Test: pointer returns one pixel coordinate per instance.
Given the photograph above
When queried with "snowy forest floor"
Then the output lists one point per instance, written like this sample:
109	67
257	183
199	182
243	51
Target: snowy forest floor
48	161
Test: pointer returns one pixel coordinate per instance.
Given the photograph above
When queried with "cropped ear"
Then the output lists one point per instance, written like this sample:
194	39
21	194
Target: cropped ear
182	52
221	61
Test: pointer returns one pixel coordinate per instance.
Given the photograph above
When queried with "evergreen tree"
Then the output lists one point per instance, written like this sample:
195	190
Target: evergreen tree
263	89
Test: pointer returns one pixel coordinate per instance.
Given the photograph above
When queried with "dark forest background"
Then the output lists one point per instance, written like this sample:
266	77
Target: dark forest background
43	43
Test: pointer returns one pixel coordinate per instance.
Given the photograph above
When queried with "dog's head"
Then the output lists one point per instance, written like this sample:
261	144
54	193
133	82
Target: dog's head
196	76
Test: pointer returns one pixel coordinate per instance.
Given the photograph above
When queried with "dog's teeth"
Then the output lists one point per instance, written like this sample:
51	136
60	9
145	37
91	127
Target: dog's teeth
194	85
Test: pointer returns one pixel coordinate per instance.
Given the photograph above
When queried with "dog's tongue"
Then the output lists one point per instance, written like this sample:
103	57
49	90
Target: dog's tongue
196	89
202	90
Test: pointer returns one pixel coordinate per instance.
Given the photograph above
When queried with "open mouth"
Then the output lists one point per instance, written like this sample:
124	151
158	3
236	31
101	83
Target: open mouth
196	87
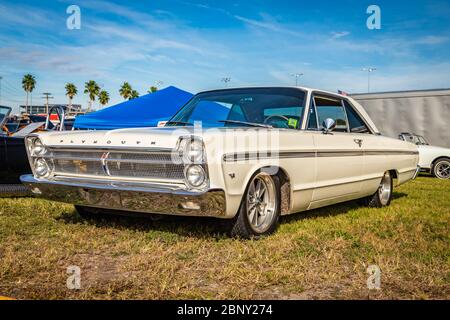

◆ ◆ ◆ ◆ ◆

Select each line of the material that contains the string "mouth". Treat uppercase and lowercase as different.

When queried with "open mouth"
Target: open mouth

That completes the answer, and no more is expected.